● Given passage:
• • • •
Tuesday, February 22, 2011

My final thoughts

Hello Everyone,

 This has been a wonderful and eventful 10weeks with all of you. When I first started class I did not know what to expect and writing is not one of my strongest points, so I was very nervous! At the end of these 10 weeks I feel more confident in myself to be able to write a paper or a simple email. I would like to thank everyone for all the great feedback and encouragement. I hope you all gained more confidence within your writing skills also. I wish you all the best of luck and hope to maybe be a fellow classmate or student once again. Thank you!

Tuesday, February 15, 2011

Feelings......

To be honest I feel all of the above right now. I am nervous about my final paper and what my final grade will be on it(I hope it is great). I feel very accomplished now that my final paper is done and we only have a week left of class. I am so tired on top of all of those other feelings! I have been staying up even longer at night putting the last touches on my paper while my kids are asleep and to top it off I caught a virus so I have been trying to battle that. My biggest feeling at this time right now though is a feeling of relief! I am relieved that I made it through the past ten weeks, that I finished my final paper and feel good about it, and that this class has taught me life long writing skills that I will utilize within my profession.

Tuesday, February 8, 2011

Continue to Blog????

To be honest with all of you I do not know if I will continue to blog. I mean I do have a lot of fun with it, because it is like a journal I can type all my thoughts out. My only concern with saying yes I for sure is that I ten to get consume with other things, such as classes and forget to come back. I will tell myself "tomorrow Mariah we are going to blog", and guess what I get busy doing something else and I forget.
• • • •
● Information supplied:
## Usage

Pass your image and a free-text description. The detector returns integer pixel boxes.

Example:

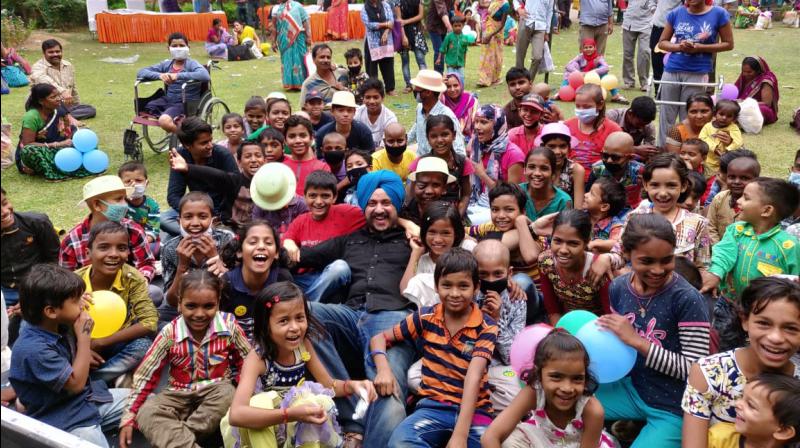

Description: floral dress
[510,383,615,448]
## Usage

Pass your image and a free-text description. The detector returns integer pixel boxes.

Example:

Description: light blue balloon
[54,148,82,173]
[72,129,97,153]
[83,149,108,174]
[575,321,636,384]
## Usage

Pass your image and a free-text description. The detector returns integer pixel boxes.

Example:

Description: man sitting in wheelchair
[136,32,211,133]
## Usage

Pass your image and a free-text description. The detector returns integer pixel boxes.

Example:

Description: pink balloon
[510,324,553,377]
[567,72,583,90]
[558,86,575,102]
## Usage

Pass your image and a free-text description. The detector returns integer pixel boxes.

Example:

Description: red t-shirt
[564,117,622,182]
[283,204,366,247]
[283,157,331,196]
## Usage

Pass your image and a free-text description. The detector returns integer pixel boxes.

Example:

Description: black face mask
[481,277,508,294]
[347,166,367,187]
[322,151,344,166]
[386,145,407,157]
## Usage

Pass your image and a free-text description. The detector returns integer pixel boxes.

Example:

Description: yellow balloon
[89,291,128,339]
[600,75,619,90]
[583,70,600,86]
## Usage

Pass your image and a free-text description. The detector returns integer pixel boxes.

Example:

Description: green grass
[2,24,800,228]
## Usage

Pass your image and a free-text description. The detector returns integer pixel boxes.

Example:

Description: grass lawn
[2,24,800,229]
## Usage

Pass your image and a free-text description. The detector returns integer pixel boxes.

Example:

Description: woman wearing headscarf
[439,73,480,141]
[736,56,779,124]
[467,104,525,225]
[361,0,396,96]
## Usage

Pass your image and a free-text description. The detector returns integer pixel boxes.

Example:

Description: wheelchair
[122,62,230,162]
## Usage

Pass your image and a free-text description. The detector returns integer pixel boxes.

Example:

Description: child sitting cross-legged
[75,221,158,383]
[9,264,129,447]
[221,282,377,447]
[119,269,250,448]
[370,248,497,448]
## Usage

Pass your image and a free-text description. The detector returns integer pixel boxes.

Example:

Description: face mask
[347,166,367,187]
[100,201,128,222]
[322,151,344,165]
[169,47,189,61]
[128,184,147,200]
[575,107,598,124]
[481,277,508,294]
[386,145,407,157]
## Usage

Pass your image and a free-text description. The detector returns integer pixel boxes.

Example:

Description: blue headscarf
[356,170,406,212]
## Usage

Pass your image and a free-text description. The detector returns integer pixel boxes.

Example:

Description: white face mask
[169,47,189,61]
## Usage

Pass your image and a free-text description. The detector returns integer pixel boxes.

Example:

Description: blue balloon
[54,148,82,173]
[575,321,636,384]
[72,129,97,152]
[83,149,108,174]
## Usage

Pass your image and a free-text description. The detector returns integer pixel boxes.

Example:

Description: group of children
[2,49,800,447]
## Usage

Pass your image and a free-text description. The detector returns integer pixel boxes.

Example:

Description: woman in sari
[439,73,480,141]
[327,0,347,40]
[478,0,511,87]
[16,84,91,180]
[736,56,779,124]
[272,0,311,90]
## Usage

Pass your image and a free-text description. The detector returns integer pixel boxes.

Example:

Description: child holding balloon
[681,277,800,448]
[596,214,710,448]
[481,329,615,448]
[75,221,158,383]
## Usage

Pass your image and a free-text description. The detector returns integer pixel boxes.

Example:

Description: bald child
[586,131,644,209]
[372,122,416,182]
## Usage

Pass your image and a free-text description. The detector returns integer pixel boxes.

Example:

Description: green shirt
[519,182,572,221]
[709,221,800,299]
[439,32,469,67]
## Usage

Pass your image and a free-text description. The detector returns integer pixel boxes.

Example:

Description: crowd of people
[0,0,800,448]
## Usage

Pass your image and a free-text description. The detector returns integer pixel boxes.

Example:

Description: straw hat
[411,69,447,93]
[250,162,297,210]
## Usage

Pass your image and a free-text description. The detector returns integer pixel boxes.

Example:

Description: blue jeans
[429,31,445,73]
[400,49,428,88]
[310,302,416,447]
[294,260,350,303]
[388,398,486,448]
[69,389,131,448]
[90,338,153,384]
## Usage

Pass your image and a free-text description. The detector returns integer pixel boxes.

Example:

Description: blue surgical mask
[575,107,598,124]
[100,201,128,222]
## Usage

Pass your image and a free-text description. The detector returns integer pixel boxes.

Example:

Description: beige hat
[408,156,456,184]
[331,90,358,109]
[411,70,447,93]
[78,174,133,207]
[250,162,297,210]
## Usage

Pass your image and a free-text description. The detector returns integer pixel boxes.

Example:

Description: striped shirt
[120,311,250,426]
[392,303,497,415]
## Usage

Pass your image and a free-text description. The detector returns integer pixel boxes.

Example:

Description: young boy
[353,78,397,147]
[708,373,800,448]
[587,131,644,209]
[342,48,369,104]
[281,171,365,302]
[119,269,250,448]
[699,100,743,173]
[436,15,469,79]
[503,67,533,129]
[75,221,158,384]
[9,264,130,447]
[706,157,761,244]
[372,122,417,182]
[370,248,497,448]
[117,161,161,254]
[136,32,211,133]
[583,177,627,253]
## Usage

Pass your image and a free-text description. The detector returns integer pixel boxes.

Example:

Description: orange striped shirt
[392,303,497,415]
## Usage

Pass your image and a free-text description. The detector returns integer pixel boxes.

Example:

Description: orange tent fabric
[95,12,228,44]
[258,6,367,42]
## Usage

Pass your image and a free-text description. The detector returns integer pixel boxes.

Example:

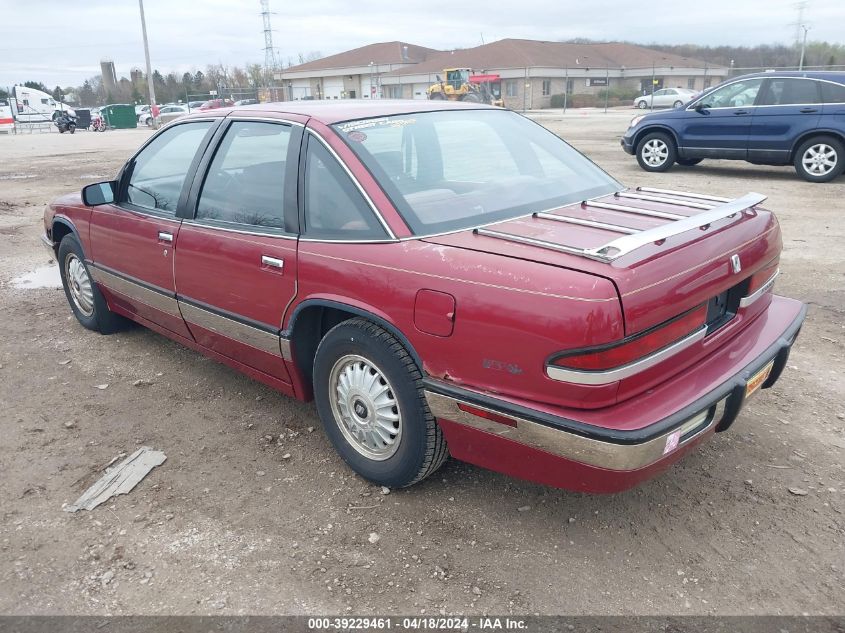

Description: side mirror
[82,180,117,207]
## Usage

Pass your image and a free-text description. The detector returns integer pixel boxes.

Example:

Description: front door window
[700,78,763,108]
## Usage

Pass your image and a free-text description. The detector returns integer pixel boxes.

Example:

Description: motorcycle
[53,112,76,134]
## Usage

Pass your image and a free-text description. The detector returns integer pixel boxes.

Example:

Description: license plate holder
[745,359,775,400]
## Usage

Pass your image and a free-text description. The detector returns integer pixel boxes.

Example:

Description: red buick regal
[44,101,806,492]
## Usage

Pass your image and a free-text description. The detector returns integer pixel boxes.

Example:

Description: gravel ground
[0,111,845,615]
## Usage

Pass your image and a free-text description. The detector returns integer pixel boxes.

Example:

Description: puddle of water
[12,264,62,290]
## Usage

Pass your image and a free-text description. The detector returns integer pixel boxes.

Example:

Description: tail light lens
[746,259,780,296]
[551,305,707,371]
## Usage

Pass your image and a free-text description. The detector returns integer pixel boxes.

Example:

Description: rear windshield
[333,110,622,235]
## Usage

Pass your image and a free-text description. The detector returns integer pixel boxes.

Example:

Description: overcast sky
[0,0,845,87]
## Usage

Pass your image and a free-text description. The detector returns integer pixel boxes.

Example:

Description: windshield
[333,110,623,235]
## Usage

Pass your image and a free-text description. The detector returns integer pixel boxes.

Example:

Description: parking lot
[0,109,845,615]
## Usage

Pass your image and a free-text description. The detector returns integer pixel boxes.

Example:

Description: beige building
[276,39,728,110]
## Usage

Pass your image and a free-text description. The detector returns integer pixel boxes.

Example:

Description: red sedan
[44,101,806,492]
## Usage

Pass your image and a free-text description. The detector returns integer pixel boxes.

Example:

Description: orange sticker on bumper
[745,360,775,398]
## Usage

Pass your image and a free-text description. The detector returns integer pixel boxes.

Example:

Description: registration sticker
[745,360,775,398]
[663,429,681,455]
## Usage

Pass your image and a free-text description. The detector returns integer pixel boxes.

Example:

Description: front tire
[313,318,449,488]
[58,233,126,334]
[637,132,677,172]
[793,136,845,182]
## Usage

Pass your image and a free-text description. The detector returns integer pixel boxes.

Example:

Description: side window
[821,81,845,103]
[759,77,821,105]
[196,121,291,229]
[699,78,763,108]
[126,121,212,215]
[305,136,387,240]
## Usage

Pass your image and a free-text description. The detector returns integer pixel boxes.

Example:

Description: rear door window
[196,121,291,229]
[126,121,213,215]
[758,77,821,105]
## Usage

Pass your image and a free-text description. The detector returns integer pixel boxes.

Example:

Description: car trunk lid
[426,189,780,335]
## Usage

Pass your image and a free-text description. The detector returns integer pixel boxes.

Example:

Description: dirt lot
[0,111,845,615]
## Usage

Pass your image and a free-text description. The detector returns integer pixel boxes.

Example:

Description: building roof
[283,42,443,73]
[384,39,713,76]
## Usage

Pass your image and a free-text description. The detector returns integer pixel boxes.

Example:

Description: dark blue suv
[622,72,845,182]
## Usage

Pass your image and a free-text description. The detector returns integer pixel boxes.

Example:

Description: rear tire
[314,319,449,488]
[58,233,126,334]
[793,136,845,182]
[637,132,677,172]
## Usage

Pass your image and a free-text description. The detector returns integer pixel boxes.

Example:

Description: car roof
[724,70,845,84]
[183,99,494,125]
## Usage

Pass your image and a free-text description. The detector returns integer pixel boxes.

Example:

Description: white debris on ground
[63,446,167,512]
[12,264,62,290]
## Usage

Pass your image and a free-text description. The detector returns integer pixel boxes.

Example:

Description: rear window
[333,109,623,235]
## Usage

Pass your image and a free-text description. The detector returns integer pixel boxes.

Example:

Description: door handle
[261,255,285,270]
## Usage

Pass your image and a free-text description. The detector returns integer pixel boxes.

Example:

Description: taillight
[746,259,780,295]
[551,305,707,371]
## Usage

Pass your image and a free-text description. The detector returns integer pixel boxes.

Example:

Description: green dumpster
[100,103,138,130]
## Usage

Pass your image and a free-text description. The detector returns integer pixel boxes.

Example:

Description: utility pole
[138,0,158,130]
[798,24,810,70]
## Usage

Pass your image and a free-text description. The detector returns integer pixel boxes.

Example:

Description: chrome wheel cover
[801,143,839,176]
[640,138,669,167]
[329,354,402,461]
[65,253,94,317]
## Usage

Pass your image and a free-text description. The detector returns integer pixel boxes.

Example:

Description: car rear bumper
[425,297,806,492]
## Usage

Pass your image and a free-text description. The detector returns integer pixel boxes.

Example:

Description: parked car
[142,105,188,125]
[622,72,845,182]
[199,99,235,110]
[44,101,806,492]
[634,88,698,110]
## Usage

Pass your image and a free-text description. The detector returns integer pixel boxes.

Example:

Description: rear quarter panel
[294,240,623,406]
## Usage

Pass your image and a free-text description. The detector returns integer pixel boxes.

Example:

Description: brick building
[277,39,728,109]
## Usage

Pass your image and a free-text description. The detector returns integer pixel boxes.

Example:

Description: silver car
[634,88,698,110]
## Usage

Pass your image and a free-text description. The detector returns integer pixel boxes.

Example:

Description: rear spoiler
[474,187,766,263]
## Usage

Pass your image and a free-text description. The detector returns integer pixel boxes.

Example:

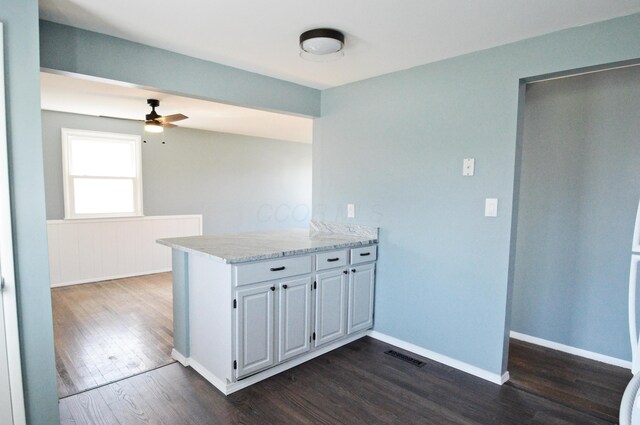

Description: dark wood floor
[60,338,620,425]
[51,273,173,397]
[508,339,632,423]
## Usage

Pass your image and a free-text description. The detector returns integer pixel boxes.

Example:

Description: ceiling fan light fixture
[144,120,164,133]
[300,28,344,62]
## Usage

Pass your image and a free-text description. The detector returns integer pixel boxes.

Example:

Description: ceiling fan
[100,99,189,133]
[144,99,189,133]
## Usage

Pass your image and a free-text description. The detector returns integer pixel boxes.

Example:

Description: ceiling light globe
[300,28,344,61]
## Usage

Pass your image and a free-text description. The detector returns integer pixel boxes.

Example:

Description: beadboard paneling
[47,215,202,287]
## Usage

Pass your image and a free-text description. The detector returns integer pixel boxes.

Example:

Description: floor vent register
[384,350,426,367]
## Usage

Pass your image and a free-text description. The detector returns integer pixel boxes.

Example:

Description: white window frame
[61,128,143,220]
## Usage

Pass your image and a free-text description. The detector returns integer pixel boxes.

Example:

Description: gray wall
[313,15,640,379]
[0,0,58,425]
[512,67,640,360]
[40,21,320,116]
[42,111,311,234]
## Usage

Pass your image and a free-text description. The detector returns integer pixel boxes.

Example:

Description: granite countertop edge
[157,238,378,264]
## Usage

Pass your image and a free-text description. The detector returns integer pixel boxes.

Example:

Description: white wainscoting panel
[47,215,202,287]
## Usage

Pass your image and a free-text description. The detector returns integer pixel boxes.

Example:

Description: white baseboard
[369,331,509,385]
[171,348,189,367]
[51,268,171,288]
[509,331,631,369]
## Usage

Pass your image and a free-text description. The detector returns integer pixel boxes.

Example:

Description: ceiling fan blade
[98,115,144,122]
[156,114,189,124]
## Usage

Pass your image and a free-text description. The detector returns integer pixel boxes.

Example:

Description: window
[62,128,142,218]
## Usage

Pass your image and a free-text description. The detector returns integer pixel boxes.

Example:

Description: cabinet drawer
[233,255,311,286]
[316,249,348,270]
[351,245,378,264]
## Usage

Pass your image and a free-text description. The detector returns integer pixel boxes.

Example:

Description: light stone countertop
[157,226,378,263]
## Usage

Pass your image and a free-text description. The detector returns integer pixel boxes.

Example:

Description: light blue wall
[0,0,58,425]
[512,67,640,360]
[40,21,320,116]
[313,15,640,373]
[42,111,311,234]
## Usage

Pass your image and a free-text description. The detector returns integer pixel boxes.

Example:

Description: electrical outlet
[347,204,356,218]
[462,158,476,177]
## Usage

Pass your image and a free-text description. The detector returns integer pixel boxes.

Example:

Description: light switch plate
[347,204,356,218]
[462,158,476,177]
[484,198,498,217]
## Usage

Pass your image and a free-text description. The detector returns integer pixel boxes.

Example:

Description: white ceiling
[40,72,313,143]
[39,0,640,88]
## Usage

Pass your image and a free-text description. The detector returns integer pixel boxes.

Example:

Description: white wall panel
[47,215,202,286]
• • • •
● Problems to solve:
(1) In the blog, swap "confident" for "assured" in the part that begins at the words "My final thoughts" and stops after "Feelings......".
(2) Please list every date on which a post in the blog was published.
You can disregard the rows.

● Expected outputs:
(1)
My final thoughts

Hello Everyone,

 This has been a wonderful and eventful 10weeks with all of you. When I first started class I did not know what to expect and writing is not one of my strongest points, so I was very nervous! At the end of these 10 weeks I feel more assured in myself to be able to write a paper or a simple email. I would like to thank everyone for all the great feedback and encouragement. I hope you all gained more confidence within your writing skills also. I wish you all the best of luck and hope to maybe be a fellow classmate or student once again. Thank you!

Tuesday, February 15, 2011

Feelings......

(2)
Tuesday, February 22, 2011
Tuesday, February 15, 2011
Tuesday, February 8, 2011